**Exercise brief:**
Format the stretch of records below, from the line containing "Q: Point out the distant hill" through the line containing "x=194 y=134", as a JSON list of strings, one string per line, with blank lines left out.

━━━ Supplied records ━━━

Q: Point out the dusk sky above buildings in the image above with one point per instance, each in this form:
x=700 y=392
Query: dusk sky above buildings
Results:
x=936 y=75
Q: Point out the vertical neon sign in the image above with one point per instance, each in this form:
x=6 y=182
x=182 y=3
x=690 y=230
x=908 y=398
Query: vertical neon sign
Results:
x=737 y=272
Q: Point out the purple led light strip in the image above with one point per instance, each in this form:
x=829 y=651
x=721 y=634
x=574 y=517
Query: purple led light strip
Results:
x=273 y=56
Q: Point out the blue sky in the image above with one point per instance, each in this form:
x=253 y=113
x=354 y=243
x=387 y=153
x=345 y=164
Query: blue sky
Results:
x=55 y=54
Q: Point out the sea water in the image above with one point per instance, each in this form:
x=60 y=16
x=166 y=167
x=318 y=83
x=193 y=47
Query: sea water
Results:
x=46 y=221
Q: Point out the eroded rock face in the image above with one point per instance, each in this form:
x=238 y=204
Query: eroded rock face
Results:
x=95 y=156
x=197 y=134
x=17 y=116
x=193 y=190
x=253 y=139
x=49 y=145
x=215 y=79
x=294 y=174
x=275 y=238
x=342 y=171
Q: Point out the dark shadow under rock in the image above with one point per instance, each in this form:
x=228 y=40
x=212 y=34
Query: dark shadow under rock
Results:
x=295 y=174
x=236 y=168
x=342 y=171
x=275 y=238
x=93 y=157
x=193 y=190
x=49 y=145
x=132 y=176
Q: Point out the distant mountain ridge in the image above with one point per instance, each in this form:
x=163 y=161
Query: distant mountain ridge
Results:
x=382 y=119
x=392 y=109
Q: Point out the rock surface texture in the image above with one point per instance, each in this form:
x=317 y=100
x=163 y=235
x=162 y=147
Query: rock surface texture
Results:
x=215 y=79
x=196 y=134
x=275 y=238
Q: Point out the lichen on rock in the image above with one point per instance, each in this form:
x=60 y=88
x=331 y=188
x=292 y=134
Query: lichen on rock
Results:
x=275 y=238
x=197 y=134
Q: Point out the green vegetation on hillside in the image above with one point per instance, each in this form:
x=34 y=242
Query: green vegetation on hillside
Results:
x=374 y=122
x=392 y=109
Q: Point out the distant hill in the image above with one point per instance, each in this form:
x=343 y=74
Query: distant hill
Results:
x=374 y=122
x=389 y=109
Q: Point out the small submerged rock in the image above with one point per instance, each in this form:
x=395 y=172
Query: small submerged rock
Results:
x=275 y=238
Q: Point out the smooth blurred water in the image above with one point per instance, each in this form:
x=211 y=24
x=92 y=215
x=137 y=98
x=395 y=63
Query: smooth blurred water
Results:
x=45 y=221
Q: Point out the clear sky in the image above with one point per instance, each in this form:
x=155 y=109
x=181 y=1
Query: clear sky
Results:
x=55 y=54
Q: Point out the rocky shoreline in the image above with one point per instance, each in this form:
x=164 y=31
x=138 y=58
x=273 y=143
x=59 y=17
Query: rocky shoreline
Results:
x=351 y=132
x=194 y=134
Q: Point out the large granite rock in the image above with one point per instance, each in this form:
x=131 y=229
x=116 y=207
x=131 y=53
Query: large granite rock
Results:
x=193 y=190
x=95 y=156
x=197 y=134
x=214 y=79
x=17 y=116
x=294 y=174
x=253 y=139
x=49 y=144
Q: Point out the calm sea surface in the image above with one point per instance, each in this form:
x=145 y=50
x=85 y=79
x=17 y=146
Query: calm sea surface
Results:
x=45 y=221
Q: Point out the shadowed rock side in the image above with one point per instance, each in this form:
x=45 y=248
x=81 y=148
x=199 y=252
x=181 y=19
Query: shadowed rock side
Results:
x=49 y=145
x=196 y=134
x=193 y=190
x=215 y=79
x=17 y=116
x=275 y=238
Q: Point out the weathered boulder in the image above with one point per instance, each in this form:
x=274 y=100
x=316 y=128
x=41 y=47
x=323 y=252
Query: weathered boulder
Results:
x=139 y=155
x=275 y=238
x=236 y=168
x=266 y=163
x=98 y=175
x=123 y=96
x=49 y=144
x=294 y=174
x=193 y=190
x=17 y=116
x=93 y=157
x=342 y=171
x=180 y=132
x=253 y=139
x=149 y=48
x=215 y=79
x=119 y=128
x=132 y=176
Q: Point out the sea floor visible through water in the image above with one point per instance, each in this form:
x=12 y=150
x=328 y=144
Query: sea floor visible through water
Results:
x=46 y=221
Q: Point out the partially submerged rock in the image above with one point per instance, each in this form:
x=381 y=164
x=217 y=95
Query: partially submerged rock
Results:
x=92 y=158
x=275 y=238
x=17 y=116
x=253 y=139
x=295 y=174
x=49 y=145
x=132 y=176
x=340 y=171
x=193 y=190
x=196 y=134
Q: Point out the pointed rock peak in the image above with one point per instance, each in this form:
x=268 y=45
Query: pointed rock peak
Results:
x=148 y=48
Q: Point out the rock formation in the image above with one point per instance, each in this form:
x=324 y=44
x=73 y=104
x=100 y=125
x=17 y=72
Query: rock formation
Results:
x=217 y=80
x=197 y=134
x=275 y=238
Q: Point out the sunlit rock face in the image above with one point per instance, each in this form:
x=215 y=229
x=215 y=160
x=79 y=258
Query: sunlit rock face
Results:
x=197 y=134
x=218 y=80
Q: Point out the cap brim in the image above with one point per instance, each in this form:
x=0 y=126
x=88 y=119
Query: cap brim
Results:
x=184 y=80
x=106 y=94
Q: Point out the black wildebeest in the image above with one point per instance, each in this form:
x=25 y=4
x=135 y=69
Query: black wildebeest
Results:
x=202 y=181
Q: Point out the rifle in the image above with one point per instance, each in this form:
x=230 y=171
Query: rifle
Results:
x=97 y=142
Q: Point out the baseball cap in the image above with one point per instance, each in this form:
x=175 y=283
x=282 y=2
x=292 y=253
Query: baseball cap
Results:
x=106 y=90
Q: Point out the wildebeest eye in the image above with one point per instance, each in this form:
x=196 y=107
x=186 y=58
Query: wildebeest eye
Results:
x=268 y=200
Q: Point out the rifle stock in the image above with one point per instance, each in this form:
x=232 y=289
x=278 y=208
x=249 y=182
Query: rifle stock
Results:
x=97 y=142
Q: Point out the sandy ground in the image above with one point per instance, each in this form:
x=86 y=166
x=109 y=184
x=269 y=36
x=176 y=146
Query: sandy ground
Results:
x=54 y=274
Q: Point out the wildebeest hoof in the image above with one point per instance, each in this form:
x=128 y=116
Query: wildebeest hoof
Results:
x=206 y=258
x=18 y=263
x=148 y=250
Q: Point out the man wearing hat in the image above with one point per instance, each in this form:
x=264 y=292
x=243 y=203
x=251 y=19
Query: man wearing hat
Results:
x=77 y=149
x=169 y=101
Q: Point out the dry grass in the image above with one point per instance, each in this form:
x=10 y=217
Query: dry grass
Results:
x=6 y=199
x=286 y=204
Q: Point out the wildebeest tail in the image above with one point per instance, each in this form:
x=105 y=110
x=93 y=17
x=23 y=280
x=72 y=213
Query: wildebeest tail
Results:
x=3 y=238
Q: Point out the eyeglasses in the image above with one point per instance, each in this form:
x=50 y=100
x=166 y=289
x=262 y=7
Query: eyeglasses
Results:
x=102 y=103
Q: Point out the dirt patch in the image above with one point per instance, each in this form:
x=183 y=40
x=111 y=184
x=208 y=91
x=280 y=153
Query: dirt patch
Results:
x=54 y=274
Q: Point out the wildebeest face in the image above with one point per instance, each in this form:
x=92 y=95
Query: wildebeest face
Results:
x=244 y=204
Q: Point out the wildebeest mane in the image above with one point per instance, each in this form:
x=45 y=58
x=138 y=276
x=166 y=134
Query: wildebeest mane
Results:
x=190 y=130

━━━

**Correct response:**
[
  "Q: Point out the distant hill in the image above with one point per instance, each in this form:",
  "x=343 y=74",
  "Query: distant hill",
  "Results:",
  "x=374 y=122",
  "x=389 y=109",
  "Q: Point out the small submerged rock in the image above with one point per instance, each in this form:",
  "x=395 y=172",
  "Query: small submerged rock",
  "Results:",
  "x=275 y=238",
  "Q: Point out the smooth blurred water in the image above with one point per instance, each in this form:",
  "x=211 y=24",
  "x=92 y=215",
  "x=137 y=98",
  "x=395 y=63",
  "Query: smooth blurred water",
  "Results:",
  "x=45 y=221",
  "Q: Point out the clear sky in the image above with one point per instance, each in this form:",
  "x=155 y=109",
  "x=181 y=1",
  "Query: clear sky",
  "Results:",
  "x=55 y=54",
  "Q: Point out the rocky shoreline in the image above with one point per instance, each in this form:",
  "x=164 y=31",
  "x=138 y=58",
  "x=273 y=143",
  "x=59 y=17",
  "Query: rocky shoreline",
  "Results:",
  "x=351 y=132",
  "x=194 y=134"
]